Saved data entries
-*-

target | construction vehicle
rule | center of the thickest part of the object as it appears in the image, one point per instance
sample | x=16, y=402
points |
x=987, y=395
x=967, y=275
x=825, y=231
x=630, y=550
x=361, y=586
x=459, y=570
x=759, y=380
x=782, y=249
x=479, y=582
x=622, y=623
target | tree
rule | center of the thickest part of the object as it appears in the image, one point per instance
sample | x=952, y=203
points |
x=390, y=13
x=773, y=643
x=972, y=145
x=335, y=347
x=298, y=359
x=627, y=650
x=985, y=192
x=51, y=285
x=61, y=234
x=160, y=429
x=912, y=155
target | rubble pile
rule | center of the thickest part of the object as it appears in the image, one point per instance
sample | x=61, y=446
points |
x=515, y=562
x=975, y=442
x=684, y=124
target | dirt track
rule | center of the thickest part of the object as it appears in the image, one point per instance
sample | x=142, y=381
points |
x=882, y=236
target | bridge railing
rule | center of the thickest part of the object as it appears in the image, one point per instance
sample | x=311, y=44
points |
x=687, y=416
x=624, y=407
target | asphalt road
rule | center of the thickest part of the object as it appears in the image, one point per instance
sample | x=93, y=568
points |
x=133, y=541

-*-

(Your instructions): Change "asphalt road" to "paved road" in the material, starting with the line that contains "target | bridge railing" and going on through the end. Give those lines again with everything else left as it is.

(Result of the task):
target | bridge railing
rule | center of the thickest part of the object as it appears in the image, one point per instance
sample | x=311, y=44
points |
x=687, y=416
x=624, y=407
target | paved road
rule | center of the thickest part of the object as it appears in the image, one point per instance
sample | x=93, y=568
points |
x=133, y=541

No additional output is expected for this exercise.